TASK DESCRIPTION -> Arrange all of the data below as a Markdown table with two columns, Row and Line. Give each line its own numbered row, and leave out blank lines and pictures.

──────────────────────────────

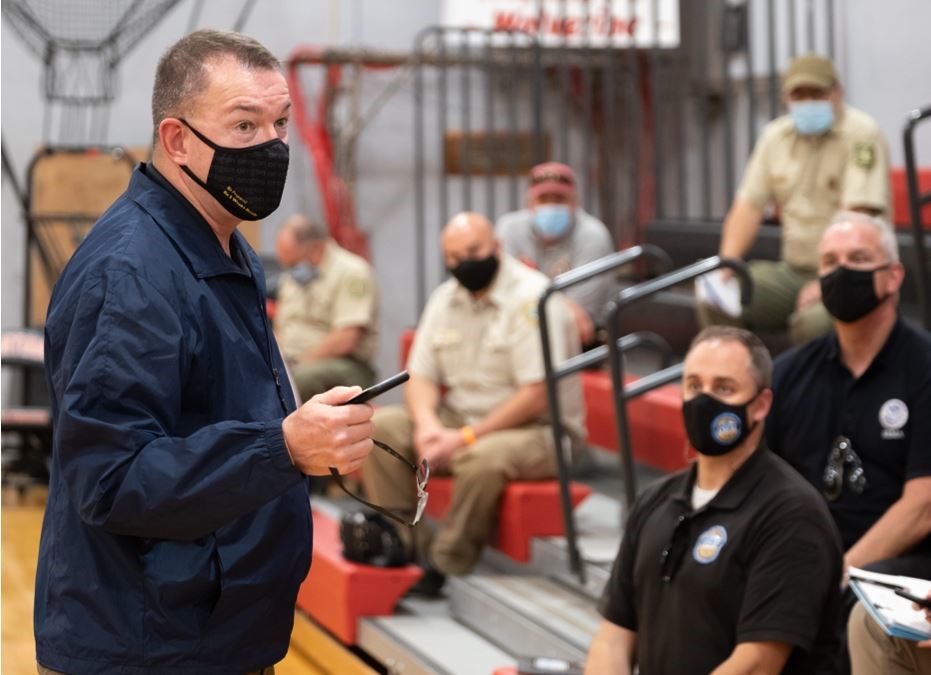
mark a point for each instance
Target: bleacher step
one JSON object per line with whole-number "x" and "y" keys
{"x": 598, "y": 521}
{"x": 532, "y": 615}
{"x": 551, "y": 559}
{"x": 428, "y": 645}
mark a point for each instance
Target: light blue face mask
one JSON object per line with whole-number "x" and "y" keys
{"x": 812, "y": 117}
{"x": 552, "y": 220}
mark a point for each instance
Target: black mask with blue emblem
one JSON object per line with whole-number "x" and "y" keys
{"x": 714, "y": 427}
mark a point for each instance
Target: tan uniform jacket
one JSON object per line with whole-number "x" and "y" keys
{"x": 484, "y": 350}
{"x": 812, "y": 177}
{"x": 343, "y": 294}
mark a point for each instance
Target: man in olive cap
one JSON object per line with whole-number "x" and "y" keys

──────────────────────────────

WRITTEN RESPONSE ->
| Row | Line |
|---|---|
| 1 | mark a point for each instance |
| 2 | Target: bleacher step |
| 3 | one JSON object per line with whole-number "x" and "y" keys |
| 4 | {"x": 598, "y": 521} |
| 5 | {"x": 532, "y": 615} |
| 6 | {"x": 551, "y": 559} |
| 7 | {"x": 428, "y": 645} |
| 8 | mark a point for each instance |
| 9 | Target: light blue face mask |
| 10 | one JSON object per line with whole-number "x" and "y" keys |
| 11 | {"x": 812, "y": 117} |
| 12 | {"x": 552, "y": 220} |
| 13 | mark a point for each instance |
| 14 | Target: black mask with blue emblem |
| 15 | one JSON object per line with whole-number "x" and "y" keys |
| 16 | {"x": 714, "y": 427} |
| 17 | mark a point for each instance |
| 18 | Target: tan uniform jacket |
| 19 | one JSON object per line with whole-number "x" and "y" keys |
| 20 | {"x": 484, "y": 350} |
| 21 | {"x": 812, "y": 177} |
| 22 | {"x": 343, "y": 294} |
| 23 | mark a point for each instance |
| 24 | Target: man in olive cap |
| 25 | one JSON object per line with whole-number "x" and "y" keys |